▶ Task goal
Reproduce the data in its entirety, exactly as supplied.

▶ Exercise data
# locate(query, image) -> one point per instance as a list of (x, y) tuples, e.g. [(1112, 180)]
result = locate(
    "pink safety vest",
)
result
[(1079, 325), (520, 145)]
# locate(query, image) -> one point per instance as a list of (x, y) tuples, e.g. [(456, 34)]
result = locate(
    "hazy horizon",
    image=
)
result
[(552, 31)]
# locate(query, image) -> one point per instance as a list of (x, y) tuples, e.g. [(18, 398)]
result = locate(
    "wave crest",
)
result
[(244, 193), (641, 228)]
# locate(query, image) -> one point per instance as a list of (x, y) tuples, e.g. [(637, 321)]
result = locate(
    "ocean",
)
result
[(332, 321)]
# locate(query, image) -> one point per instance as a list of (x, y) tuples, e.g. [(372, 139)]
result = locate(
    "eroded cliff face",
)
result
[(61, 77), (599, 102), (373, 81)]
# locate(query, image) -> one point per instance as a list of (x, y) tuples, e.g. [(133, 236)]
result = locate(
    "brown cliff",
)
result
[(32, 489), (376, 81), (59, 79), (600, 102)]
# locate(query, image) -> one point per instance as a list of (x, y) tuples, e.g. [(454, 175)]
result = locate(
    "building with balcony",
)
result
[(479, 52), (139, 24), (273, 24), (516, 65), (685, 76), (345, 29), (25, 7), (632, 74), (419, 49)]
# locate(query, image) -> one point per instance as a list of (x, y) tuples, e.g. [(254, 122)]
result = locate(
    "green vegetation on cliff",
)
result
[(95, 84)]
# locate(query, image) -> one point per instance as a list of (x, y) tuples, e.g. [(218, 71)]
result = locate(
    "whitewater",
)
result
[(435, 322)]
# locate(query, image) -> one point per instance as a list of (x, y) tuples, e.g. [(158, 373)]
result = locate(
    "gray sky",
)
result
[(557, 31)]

▶ Response to this exercise
# locate(query, image) -> one point per instance as a list of (x, y) tuples, e.g. [(1112, 180)]
result = locate(
    "pink safety vest",
)
result
[(1079, 325), (520, 145)]
# locate(query, image) -> one point per instance as a list of (x, y) tuples, e.g. [(456, 34)]
result = locate(
    "hazy horizon",
    image=
)
result
[(552, 31)]
# locate(query, image) -> one point per instance as a list of (x, y) tuples, e.g. [(18, 398)]
result = locate(
    "wave crest",
)
result
[(244, 193), (641, 228)]
# locate(query, image) -> one point per instance as a list of (x, y) tuples, e.g. [(637, 321)]
result = locate(
    "ocean",
)
result
[(332, 321)]
# locate(query, image) -> one point per instance as a list of (x, y) tuples, e.g. [(372, 139)]
result = locate(
    "eroded cliff face",
)
result
[(61, 77), (599, 102), (373, 81)]
# locate(query, image) -> one point per instance as a list of (x, y) tuples, e.g. [(133, 236)]
result = locate(
    "brown cliff",
)
result
[(32, 489), (376, 81), (59, 79), (600, 102)]
# locate(query, image) -> one point per instance as a list of (x, y) tuples, e.g. [(454, 175)]
result = locate(
    "building with balcony",
)
result
[(479, 52), (139, 24), (273, 24), (516, 65), (685, 76), (345, 29), (25, 7), (632, 74), (419, 49)]
# locate(query, image) -> one point per instance as a list of (x, y) tuples, e.g. [(254, 122)]
result = locate(
    "green vegetation on cliff",
)
result
[(95, 84)]
# locate(query, image) -> one point per instance as a list of (x, y) tuples, e.g. [(218, 71)]
result = locate(
    "whitewater",
)
result
[(435, 322)]
# locate(query, image) -> one point per instance as a list of (x, y) tuples, e.g. [(158, 373)]
result = locate(
    "gray sky",
)
result
[(557, 31)]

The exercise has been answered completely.